* **GIVEN PROBLEM**: The required result is the exact run of lines beginning at the one containing "For the benchmark, pin each instance of the roofline" and ending at the last line of the entries.

-*-*-

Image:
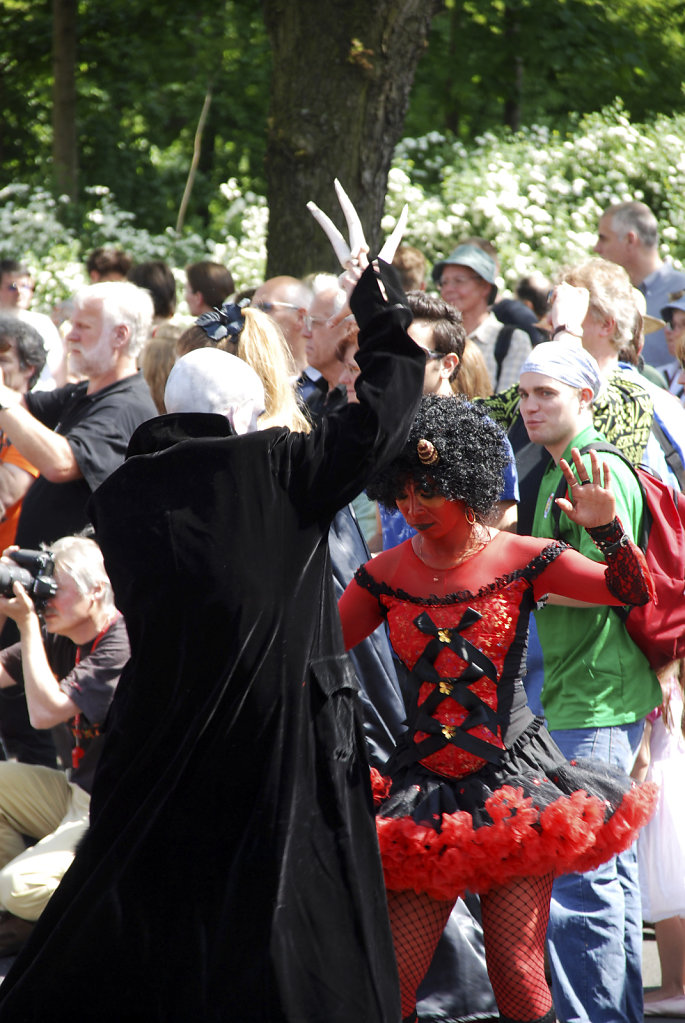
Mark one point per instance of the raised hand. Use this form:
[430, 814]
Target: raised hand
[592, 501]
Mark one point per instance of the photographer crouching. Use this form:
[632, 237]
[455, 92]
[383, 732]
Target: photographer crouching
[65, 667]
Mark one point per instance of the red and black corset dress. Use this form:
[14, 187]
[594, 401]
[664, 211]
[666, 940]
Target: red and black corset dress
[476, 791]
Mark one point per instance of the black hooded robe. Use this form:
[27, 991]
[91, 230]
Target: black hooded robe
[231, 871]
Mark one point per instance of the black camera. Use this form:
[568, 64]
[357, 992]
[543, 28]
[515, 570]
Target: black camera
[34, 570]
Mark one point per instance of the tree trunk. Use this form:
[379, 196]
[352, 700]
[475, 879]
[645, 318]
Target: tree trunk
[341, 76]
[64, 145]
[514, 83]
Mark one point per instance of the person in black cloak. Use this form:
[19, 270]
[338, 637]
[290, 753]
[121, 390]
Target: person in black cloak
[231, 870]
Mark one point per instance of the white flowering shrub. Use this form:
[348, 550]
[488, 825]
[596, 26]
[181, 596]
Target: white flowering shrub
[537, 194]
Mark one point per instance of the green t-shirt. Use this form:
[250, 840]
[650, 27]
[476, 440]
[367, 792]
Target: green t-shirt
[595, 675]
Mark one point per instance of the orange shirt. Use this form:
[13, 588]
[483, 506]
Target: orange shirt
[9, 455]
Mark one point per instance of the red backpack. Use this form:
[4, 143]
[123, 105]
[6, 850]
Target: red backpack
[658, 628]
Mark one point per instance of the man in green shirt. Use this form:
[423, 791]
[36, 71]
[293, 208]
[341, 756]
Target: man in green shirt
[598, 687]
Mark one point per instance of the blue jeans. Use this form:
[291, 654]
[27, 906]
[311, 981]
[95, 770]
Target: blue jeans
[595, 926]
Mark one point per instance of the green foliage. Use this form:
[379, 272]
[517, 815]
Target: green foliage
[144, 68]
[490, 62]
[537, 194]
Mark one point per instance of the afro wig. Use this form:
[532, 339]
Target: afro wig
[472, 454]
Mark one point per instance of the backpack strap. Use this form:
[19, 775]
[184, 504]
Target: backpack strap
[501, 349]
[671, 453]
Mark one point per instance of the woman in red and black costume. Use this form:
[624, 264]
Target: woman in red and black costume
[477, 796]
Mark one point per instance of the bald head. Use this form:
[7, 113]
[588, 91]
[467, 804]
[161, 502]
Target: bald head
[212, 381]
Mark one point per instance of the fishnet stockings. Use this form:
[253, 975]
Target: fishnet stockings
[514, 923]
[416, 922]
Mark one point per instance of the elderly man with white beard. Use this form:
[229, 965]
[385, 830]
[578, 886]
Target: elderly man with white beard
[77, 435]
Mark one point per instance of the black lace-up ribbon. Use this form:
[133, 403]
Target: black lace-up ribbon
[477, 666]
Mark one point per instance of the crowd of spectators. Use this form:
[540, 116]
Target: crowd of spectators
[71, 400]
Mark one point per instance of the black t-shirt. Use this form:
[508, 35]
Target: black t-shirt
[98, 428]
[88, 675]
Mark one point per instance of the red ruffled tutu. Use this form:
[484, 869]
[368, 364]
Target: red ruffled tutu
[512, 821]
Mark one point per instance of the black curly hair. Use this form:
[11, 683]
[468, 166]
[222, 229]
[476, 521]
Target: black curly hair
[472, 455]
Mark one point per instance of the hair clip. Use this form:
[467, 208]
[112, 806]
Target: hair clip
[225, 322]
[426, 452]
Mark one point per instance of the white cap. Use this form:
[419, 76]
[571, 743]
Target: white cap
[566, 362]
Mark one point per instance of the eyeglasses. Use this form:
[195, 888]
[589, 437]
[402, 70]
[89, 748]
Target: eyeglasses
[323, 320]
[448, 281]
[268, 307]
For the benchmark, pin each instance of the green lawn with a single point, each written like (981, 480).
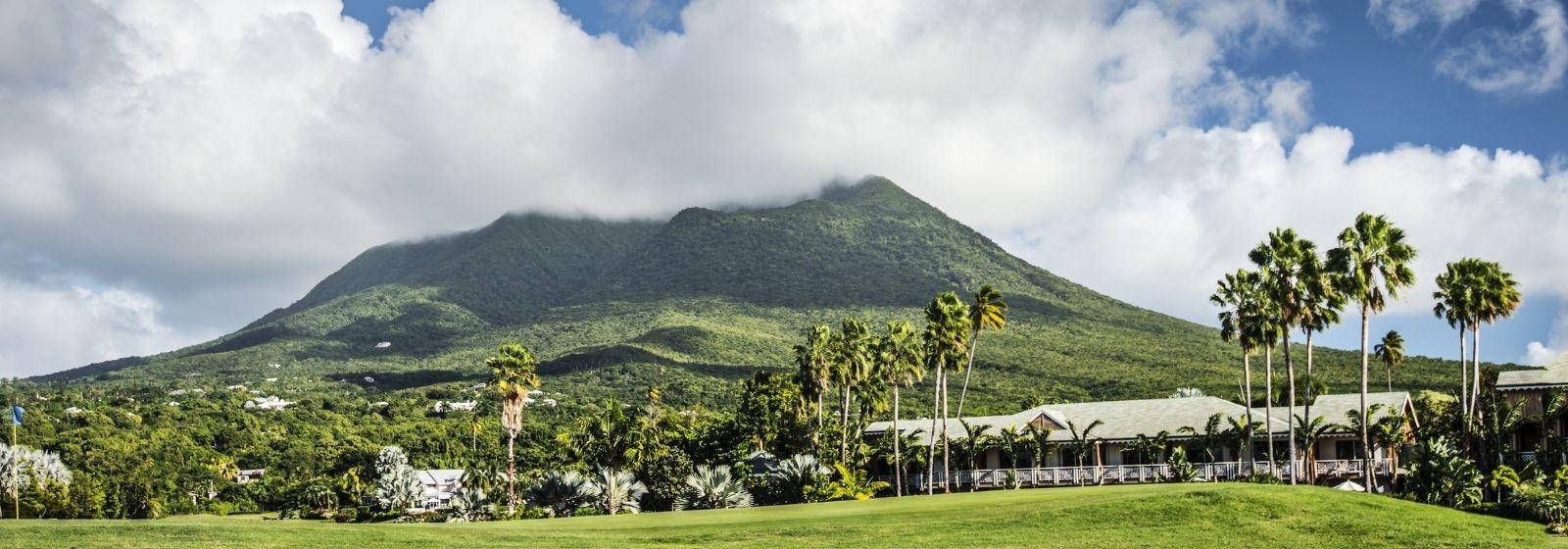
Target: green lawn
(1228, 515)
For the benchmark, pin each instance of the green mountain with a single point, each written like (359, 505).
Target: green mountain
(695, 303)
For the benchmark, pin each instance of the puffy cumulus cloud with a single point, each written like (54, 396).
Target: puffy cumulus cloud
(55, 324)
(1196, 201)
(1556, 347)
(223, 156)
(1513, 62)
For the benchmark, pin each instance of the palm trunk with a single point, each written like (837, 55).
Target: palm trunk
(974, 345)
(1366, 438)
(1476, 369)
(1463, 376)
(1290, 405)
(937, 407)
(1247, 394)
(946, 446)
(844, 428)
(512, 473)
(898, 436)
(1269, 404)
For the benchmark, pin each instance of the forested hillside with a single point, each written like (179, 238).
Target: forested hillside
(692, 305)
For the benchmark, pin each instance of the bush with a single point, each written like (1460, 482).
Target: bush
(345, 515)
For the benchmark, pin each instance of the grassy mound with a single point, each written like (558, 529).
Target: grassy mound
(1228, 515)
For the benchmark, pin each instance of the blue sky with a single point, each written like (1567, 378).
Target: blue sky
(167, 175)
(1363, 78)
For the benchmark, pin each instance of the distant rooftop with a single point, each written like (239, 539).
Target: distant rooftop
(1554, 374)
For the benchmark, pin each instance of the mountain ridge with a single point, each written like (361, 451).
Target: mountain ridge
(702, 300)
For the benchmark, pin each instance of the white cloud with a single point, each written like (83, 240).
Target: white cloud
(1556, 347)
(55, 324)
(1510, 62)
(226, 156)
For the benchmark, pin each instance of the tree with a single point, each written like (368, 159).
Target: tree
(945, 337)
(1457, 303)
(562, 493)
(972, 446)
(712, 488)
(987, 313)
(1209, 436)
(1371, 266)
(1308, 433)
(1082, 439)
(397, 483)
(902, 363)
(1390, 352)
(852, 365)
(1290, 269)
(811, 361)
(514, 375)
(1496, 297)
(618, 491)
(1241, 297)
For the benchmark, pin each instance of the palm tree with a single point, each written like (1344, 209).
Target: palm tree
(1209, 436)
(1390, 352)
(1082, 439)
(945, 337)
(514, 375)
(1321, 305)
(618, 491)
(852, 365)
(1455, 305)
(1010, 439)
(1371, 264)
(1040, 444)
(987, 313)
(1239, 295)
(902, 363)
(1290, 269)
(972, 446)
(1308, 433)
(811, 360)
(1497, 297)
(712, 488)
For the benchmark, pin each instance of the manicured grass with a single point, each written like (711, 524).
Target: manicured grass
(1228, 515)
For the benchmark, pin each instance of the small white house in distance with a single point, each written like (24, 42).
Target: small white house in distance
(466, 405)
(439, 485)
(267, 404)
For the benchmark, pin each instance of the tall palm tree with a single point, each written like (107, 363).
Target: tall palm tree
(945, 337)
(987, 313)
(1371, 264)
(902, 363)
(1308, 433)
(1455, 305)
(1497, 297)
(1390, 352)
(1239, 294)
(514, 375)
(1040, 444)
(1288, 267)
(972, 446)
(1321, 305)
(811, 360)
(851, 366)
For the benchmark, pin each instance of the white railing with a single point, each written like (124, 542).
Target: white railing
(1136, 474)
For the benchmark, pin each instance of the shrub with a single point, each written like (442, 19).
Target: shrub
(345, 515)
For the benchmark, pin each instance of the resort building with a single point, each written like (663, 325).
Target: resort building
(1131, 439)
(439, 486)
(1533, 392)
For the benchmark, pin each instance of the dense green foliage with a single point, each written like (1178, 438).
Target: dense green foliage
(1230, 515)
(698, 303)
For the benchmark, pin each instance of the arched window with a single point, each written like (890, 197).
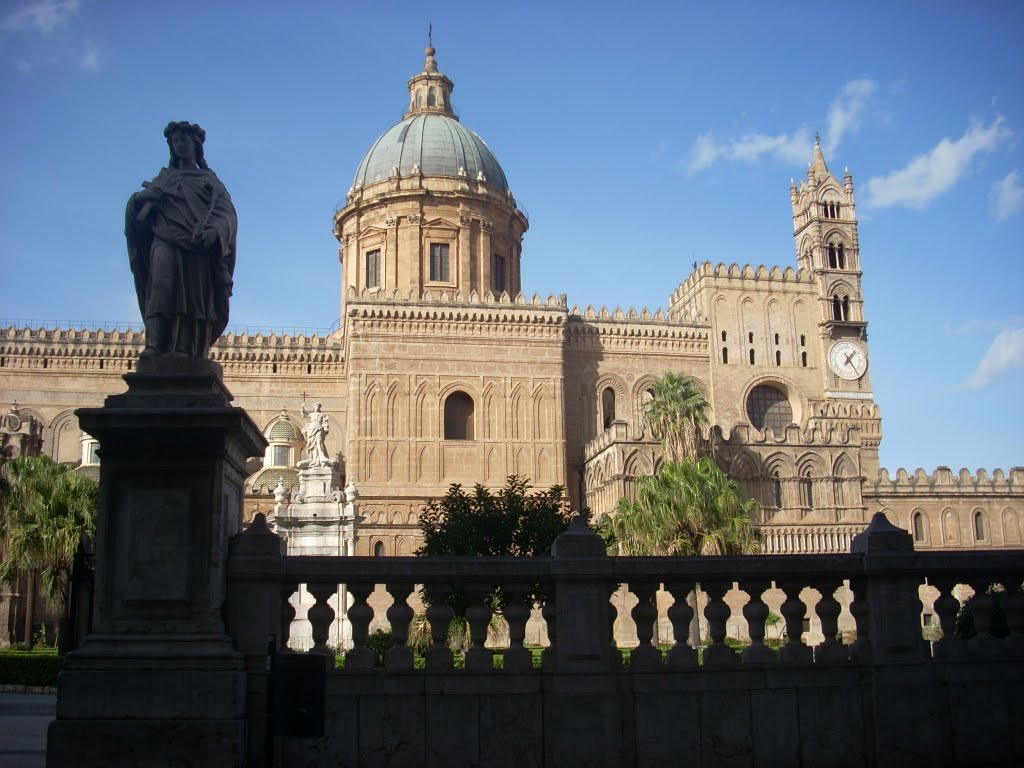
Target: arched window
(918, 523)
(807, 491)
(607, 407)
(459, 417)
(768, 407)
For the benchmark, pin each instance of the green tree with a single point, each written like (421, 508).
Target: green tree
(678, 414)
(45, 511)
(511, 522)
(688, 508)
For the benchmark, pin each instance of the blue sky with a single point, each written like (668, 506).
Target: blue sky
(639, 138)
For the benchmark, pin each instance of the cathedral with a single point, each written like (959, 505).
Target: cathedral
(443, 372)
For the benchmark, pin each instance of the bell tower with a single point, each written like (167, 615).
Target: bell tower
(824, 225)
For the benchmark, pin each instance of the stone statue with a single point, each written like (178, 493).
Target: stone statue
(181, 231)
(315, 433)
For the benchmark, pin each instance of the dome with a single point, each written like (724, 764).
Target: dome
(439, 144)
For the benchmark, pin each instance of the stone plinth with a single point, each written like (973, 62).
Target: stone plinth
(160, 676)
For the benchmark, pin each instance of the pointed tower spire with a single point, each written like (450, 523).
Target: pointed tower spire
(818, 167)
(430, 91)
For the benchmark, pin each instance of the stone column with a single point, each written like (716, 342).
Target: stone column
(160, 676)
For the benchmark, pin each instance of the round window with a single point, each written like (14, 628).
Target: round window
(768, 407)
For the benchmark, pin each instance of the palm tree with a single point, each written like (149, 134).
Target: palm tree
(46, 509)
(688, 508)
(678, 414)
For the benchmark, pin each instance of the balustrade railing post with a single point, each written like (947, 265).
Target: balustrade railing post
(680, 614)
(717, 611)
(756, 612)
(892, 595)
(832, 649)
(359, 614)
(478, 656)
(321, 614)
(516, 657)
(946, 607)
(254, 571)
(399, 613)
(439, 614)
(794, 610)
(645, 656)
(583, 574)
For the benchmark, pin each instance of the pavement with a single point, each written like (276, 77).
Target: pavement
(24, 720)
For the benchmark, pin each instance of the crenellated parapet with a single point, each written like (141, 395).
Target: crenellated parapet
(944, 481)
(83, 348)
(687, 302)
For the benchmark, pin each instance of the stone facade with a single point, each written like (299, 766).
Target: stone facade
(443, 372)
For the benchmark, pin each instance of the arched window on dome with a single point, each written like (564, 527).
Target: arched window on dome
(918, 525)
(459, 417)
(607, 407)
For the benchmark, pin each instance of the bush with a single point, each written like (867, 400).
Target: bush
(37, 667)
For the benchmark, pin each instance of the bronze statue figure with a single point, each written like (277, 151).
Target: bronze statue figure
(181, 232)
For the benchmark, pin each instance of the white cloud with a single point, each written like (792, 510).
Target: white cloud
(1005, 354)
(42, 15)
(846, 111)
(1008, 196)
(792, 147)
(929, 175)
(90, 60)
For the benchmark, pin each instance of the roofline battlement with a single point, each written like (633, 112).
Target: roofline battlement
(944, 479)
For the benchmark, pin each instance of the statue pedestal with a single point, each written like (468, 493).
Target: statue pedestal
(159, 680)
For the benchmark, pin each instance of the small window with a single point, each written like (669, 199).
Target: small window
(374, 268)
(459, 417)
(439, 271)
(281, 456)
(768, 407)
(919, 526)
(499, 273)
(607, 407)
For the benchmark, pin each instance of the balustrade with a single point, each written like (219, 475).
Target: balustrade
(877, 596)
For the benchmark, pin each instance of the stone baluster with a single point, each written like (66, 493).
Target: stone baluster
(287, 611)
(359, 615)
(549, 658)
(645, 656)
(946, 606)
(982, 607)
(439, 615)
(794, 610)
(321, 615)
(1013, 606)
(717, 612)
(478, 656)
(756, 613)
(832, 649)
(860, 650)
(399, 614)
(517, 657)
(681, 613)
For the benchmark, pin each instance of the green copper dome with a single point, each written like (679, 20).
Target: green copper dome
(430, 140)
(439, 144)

-*-*-

* **EXERCISE SOLUTION**:
For the benchmark, pin each instance of the roofline battlement with a single point, each written like (633, 112).
Target: roofline battlement
(944, 479)
For the benchmark, pin each instance of the statue pedestal with a single point, each written like (468, 493).
Target: statue pedestal
(159, 680)
For the benchmark, pin each instance of the small window with a single point, each written like (669, 199).
Target: small window
(374, 268)
(459, 417)
(439, 271)
(281, 456)
(768, 407)
(919, 526)
(499, 273)
(607, 407)
For the benchmark, pin each instance of the balustrade with a single point, each written like (219, 475).
Target: balustrade
(877, 596)
For the benchmark, pin each instance of the stone baluster with a single point, each written like (66, 493).
Target: stone baluster
(287, 611)
(359, 615)
(549, 658)
(645, 656)
(946, 606)
(982, 607)
(439, 615)
(794, 610)
(321, 615)
(1013, 606)
(717, 612)
(478, 656)
(756, 613)
(832, 649)
(860, 650)
(399, 614)
(517, 657)
(681, 613)
For the benchmark, pin each instance of the green copper dome with a single point, each written like (679, 20).
Target: green copper dome
(430, 140)
(439, 144)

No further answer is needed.